**Problema breve 1**
Según el fragmento del texto que sigue, ¿con qué palabras del Salmo 138 nos invita hoy la Iglesia a responder a la palabra de Dios?

**Fragmento del texto**
......

6.- Por todas estas actitudes bien asumidas y manifiestas, S. Juan Bautista pudo pronunciar con toda propiedad las palabras del Salmo con que la Iglesia nos invita hoy a responder a la palabra de Dios: “Te doy gracias, Señor, porque me has escogido portentosamente” (Sal. 138).

También a nosotros nos ha elegido portentosamente el Señor.¿Cómo, si no, habríamos llegado a conocer al Dios único y verdadero en un mundo tan plural en creencias y tan abundante en diversas formas de increencia? ¿Cómo podríamos estar participando, por nosotros mismos, de la fe católica en medio de nuestro mundo occidental cada vez más reacio a admitir el misterio de Dios y de la Iglesia fundada por Jesucristo? ¿Cómo podríamos mantenernos en la fidelidad, a pesar de nuestras debilidades?

Desde la conciencia de haber sido elegidos por Dios de modo portentoso debemos asumir con decisión las responsabilidades que nos incumben como cristianos en la familia, en la educación, en la ordenación de la empresa, en la cuidada realización del trabajo, en la recta ordenación del comercio, en la promoción de la cultura y del ocio, en el gobierno de la ciudad y del pueblo, y en el servicio a la Iglesia desde el ministerio que a cada uno le ha encomendado el Señor.

Si entendemos y asumimos que hemos sido creados y elegidos por Dios, nos llenarán de gozo esas palabras que nos transmite Isaías, manifestando un entrañable diálogo entre Dios y el profeta:”Tú eres mi siervo, de quien estoy orgulloso” (Is. 49, 3).

......

**Registros de datos**
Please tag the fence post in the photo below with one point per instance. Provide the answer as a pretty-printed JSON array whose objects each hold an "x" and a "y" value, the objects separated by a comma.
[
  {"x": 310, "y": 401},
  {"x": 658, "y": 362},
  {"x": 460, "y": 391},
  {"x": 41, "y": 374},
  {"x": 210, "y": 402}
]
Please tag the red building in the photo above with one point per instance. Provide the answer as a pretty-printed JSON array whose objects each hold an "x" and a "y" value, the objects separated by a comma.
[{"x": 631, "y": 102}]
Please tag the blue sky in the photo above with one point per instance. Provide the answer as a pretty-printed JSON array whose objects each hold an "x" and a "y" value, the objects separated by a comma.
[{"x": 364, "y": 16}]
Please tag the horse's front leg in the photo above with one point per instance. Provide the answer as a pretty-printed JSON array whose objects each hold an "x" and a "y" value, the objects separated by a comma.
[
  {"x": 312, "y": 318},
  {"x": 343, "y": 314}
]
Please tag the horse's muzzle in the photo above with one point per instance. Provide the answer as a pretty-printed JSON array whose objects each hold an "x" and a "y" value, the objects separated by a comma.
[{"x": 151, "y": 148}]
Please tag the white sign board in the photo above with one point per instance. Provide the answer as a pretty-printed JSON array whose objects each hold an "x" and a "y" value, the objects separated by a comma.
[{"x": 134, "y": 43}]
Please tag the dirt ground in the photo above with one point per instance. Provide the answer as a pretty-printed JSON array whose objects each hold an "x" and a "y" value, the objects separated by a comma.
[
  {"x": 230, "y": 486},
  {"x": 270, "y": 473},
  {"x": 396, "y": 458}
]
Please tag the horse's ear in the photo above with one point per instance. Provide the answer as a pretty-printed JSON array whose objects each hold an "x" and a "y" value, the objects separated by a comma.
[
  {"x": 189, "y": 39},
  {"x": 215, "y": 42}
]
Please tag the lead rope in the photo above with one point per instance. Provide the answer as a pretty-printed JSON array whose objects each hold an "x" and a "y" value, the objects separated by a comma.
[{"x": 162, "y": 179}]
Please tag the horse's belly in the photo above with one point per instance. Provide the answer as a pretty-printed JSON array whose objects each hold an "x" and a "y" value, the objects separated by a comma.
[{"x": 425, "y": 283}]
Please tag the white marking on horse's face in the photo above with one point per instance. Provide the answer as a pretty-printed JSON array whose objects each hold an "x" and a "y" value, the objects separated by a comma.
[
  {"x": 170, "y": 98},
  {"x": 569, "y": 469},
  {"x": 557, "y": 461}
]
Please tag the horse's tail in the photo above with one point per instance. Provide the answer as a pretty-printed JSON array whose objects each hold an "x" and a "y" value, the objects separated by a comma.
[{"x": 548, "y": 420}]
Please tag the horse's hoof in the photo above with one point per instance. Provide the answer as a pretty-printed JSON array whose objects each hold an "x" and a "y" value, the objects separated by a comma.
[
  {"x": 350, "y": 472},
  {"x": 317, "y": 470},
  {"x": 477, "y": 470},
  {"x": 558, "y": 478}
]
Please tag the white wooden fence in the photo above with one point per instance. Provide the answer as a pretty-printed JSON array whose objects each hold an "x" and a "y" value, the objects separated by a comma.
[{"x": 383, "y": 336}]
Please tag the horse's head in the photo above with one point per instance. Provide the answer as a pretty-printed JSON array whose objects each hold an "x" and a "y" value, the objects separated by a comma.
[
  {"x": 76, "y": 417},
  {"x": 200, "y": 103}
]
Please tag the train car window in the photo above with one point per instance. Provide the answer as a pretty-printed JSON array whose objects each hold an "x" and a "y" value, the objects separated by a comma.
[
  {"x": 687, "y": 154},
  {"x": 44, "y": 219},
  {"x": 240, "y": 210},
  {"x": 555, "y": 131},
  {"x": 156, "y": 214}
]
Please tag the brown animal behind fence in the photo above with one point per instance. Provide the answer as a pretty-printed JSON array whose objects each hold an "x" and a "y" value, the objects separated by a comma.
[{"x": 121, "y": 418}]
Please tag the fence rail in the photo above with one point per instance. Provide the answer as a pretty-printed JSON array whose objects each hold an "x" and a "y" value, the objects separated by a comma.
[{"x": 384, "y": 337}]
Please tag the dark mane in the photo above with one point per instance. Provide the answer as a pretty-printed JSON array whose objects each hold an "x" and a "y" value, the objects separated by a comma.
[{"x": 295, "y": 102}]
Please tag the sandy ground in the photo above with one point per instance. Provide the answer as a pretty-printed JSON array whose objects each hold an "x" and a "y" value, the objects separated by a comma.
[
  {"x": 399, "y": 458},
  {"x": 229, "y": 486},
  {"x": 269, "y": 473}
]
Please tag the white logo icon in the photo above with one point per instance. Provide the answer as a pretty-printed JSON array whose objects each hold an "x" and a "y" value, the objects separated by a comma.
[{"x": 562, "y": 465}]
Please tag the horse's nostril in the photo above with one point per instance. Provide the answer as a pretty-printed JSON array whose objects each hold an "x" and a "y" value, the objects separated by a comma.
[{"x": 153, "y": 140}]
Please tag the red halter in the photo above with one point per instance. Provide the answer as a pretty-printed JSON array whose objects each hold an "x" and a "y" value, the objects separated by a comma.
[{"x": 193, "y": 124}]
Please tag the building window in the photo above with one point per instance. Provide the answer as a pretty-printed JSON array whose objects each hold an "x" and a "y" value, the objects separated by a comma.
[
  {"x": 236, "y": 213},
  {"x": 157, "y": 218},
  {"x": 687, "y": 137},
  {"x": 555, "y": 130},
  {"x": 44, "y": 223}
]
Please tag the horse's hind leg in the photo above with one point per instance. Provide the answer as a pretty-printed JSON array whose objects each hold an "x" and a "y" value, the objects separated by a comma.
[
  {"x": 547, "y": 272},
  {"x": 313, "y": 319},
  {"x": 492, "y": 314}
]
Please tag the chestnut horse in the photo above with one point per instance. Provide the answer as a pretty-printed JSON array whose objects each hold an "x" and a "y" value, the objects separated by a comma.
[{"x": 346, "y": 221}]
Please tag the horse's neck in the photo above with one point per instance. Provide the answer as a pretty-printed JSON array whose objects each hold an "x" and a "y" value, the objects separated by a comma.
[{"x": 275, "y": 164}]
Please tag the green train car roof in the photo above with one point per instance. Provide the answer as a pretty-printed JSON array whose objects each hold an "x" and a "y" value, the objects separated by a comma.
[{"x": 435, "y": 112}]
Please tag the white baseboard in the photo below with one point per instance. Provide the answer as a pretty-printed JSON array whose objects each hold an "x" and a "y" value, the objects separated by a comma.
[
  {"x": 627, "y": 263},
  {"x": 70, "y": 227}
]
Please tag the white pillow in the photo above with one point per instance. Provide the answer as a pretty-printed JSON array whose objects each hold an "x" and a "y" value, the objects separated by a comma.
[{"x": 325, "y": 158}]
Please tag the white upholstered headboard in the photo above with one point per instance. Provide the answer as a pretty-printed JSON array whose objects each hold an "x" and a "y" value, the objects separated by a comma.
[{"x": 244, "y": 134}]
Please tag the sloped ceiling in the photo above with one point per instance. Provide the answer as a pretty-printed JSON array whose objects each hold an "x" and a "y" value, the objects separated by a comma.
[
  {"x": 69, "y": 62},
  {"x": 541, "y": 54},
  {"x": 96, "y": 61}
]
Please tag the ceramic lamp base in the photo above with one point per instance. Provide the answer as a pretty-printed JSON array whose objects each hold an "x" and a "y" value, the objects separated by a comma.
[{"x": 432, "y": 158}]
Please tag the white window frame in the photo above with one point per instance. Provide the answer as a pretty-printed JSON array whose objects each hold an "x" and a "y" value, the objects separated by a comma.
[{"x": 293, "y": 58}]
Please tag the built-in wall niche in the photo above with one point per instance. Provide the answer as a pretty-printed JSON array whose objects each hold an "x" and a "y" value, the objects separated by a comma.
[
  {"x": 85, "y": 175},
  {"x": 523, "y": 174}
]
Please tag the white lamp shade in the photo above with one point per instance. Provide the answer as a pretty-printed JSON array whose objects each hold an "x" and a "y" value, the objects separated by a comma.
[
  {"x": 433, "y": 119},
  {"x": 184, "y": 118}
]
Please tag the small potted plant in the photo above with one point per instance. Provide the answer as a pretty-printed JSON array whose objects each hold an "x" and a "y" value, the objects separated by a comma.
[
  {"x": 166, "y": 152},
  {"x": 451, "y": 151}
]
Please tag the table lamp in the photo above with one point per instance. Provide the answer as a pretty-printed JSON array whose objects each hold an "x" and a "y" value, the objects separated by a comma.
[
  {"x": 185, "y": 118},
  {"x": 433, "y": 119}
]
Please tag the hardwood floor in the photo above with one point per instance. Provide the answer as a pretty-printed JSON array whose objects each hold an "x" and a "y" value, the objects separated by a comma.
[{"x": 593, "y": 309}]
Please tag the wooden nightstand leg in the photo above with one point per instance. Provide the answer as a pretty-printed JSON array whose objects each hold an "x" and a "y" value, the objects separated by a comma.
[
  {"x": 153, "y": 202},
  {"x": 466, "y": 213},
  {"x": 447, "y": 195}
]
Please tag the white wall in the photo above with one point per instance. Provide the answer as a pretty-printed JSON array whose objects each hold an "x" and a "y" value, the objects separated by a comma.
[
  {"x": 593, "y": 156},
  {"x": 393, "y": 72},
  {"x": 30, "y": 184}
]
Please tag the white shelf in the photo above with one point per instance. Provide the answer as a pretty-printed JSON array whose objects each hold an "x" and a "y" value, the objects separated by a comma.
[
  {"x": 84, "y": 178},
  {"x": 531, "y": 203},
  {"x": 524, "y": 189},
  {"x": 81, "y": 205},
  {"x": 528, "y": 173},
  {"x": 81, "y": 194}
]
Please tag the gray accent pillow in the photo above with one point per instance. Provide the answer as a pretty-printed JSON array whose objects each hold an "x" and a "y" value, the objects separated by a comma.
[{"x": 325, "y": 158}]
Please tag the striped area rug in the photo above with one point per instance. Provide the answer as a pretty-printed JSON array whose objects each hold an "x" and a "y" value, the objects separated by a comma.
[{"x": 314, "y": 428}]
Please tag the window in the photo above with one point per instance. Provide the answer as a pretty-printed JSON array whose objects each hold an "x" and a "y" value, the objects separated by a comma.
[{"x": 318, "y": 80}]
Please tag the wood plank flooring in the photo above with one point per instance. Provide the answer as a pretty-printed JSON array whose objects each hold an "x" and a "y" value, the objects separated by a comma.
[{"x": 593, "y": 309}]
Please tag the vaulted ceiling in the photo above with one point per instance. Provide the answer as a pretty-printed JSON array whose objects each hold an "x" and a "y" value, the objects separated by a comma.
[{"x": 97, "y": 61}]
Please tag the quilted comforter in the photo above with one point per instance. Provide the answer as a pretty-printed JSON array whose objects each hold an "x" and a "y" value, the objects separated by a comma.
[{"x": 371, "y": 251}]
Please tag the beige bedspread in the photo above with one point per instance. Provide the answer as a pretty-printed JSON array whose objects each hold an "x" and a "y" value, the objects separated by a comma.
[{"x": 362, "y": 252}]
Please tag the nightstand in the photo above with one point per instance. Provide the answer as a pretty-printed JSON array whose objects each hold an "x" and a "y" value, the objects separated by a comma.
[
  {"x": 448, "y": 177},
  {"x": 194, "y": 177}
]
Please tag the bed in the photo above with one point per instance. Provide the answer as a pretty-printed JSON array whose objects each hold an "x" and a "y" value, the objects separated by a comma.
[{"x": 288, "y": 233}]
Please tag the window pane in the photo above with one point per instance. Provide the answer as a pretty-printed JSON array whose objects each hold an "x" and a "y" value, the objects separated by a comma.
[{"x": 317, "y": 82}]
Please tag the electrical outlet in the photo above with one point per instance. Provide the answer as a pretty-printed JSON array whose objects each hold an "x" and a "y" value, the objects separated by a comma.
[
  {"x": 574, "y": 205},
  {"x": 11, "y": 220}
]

......

**Problema breve 2**
Cuenta cuántas líneas de los registros contienen la cadena "nightstand". Responde solo con el número.

**Solución 1**
«Te doy gracias, Señor, porque me has escogido portentosamente».

**Solución 2**
2